Activity —
Copy the data exactly. Images are to be left out.
───── Data to process
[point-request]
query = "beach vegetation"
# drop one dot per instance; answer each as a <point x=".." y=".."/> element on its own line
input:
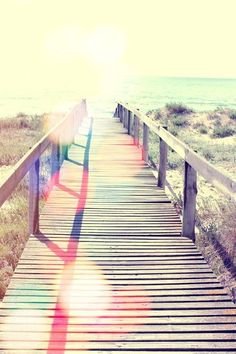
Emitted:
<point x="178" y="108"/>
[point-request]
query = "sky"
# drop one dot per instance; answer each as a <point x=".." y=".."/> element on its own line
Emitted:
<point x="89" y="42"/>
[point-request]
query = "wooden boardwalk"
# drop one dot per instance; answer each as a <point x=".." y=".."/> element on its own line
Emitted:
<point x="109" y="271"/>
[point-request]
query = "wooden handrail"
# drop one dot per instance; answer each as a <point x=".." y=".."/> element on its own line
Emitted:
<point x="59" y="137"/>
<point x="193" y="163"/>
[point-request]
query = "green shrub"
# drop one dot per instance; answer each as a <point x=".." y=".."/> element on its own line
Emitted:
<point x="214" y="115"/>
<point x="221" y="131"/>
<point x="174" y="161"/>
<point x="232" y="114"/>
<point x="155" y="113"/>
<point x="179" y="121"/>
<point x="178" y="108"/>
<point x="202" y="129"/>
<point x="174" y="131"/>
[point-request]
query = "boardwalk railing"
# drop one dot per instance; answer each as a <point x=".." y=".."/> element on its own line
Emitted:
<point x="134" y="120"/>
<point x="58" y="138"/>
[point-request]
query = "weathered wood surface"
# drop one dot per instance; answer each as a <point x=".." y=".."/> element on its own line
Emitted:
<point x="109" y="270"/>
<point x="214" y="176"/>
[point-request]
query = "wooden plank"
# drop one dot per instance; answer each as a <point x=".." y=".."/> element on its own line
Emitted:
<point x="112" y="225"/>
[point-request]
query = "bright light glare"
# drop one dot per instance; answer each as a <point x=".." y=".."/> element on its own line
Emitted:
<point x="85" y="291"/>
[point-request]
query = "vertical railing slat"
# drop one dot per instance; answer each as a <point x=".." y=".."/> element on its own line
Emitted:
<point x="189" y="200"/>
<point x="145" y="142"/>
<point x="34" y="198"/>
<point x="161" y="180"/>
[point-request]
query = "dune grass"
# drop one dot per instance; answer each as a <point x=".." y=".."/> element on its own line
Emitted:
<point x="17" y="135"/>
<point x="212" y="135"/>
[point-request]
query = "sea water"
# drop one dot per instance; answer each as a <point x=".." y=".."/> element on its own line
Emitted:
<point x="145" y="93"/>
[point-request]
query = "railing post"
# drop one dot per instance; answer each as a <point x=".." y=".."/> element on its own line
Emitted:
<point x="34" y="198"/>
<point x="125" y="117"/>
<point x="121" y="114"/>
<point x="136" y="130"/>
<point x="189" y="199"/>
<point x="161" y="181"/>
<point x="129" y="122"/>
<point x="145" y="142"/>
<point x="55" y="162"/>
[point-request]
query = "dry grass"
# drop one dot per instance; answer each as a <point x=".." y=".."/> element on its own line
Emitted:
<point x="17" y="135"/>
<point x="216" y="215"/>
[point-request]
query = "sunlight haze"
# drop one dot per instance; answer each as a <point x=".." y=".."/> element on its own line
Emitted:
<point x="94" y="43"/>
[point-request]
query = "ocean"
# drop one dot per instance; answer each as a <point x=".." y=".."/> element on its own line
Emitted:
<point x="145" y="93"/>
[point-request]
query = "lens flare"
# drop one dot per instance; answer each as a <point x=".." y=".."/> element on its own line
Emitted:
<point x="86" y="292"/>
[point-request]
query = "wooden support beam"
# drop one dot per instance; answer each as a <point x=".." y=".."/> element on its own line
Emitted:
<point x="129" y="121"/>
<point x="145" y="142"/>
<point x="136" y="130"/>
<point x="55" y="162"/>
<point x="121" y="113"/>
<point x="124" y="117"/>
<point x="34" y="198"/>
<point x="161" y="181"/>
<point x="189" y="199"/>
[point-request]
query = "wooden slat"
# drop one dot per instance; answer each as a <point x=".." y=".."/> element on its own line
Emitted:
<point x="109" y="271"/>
──────────
Solution to this task —
[point-request]
query = "beach vegetation"
# drop one dot per instance; answer each as a <point x=".." y=".."/> element on its own line
input:
Emitted:
<point x="178" y="108"/>
[point-request]
query = "sky"
# drop one dot per instance; answer each as a <point x=".." y=".."/> element on its own line
Emitted:
<point x="89" y="42"/>
[point-request]
query = "wooden boardwalk"
# drop one dot per instance; answer each as a <point x=".." y=".."/> element on its own line
Emitted:
<point x="109" y="271"/>
[point-request]
query = "wooden handrail"
# drop one dot per instance; answer each as a <point x=".." y=".."/> element on its own line
Emitted:
<point x="59" y="137"/>
<point x="193" y="163"/>
[point-request]
query = "green shrub"
# drop one dot per instance; answer each as a <point x=".." y=".."/> element on its own line
Emitted:
<point x="214" y="115"/>
<point x="221" y="131"/>
<point x="174" y="161"/>
<point x="232" y="114"/>
<point x="155" y="113"/>
<point x="179" y="121"/>
<point x="178" y="108"/>
<point x="202" y="129"/>
<point x="174" y="131"/>
[point-request]
query = "boardwalk railing"
# drop one dot per instance; answer each as a <point x=".." y=".."/> element on its own line
Emitted:
<point x="134" y="120"/>
<point x="58" y="138"/>
[point-request]
query = "weathered wood surface"
# drop one dot per instance; answer each as a <point x=".." y=".."/> element on its own line
Emitted:
<point x="109" y="270"/>
<point x="214" y="176"/>
[point-request]
query = "wooden plank"
# drop one dot per instance; answer each as a <point x=".." y=".."/> element on its own line
Emitted:
<point x="112" y="225"/>
[point-request]
query = "bright light glare"
# drop one dot per instance; answer each as a <point x=".." y=".."/> element on its own line
Emitted:
<point x="85" y="291"/>
[point-request]
query = "vertical railing slat"
# drop one dot per instance; answer each as a <point x=".." y=".."/> element on its own line
Emitted:
<point x="189" y="200"/>
<point x="145" y="142"/>
<point x="34" y="198"/>
<point x="161" y="180"/>
[point-request]
query = "dune grass"
# drop one dot per instance; answer each as a <point x=".." y=".."/> element on its own line
Emitted:
<point x="17" y="135"/>
<point x="212" y="135"/>
[point-request]
query = "sea water"
# drop one dot per instance; answer each as a <point x=".." y=".."/> element on its own line
Emitted:
<point x="145" y="93"/>
[point-request]
query = "railing post"
# drop one dot per instance; answer each as a <point x=".." y=".."/> element on its own line
Emitted:
<point x="34" y="198"/>
<point x="125" y="117"/>
<point x="121" y="114"/>
<point x="136" y="130"/>
<point x="189" y="199"/>
<point x="161" y="181"/>
<point x="129" y="122"/>
<point x="145" y="142"/>
<point x="55" y="162"/>
[point-request]
query = "dry grass"
# drop one dot per instance; answer each as a <point x=".." y=".."/> element on its own line
Emitted:
<point x="17" y="135"/>
<point x="216" y="215"/>
[point-request]
query = "sunlight haze"
# drop one dot per instance; answer each as a <point x=".." y=".."/> element on its own line
Emitted:
<point x="94" y="43"/>
[point-request]
query = "ocean"
# drop one dot per instance; answer each as a <point x=".." y=".."/> element on its own line
Emitted:
<point x="145" y="93"/>
[point-request]
query = "lens flare"
# drop one dot per instance; answer each as a <point x=".." y=".."/> element on its own line
Emitted:
<point x="86" y="292"/>
[point-request]
query = "wooden support beam"
# drop one dot per instance; answer each as a <point x=".." y=".."/> element on its own line
Emitted:
<point x="129" y="121"/>
<point x="145" y="142"/>
<point x="136" y="130"/>
<point x="55" y="162"/>
<point x="121" y="113"/>
<point x="124" y="117"/>
<point x="34" y="198"/>
<point x="161" y="181"/>
<point x="189" y="199"/>
[point-request]
query = "wooden slat"
# drop one dot per instance; answer each as a <point x=".." y=".."/> element on its own line
Emitted:
<point x="109" y="271"/>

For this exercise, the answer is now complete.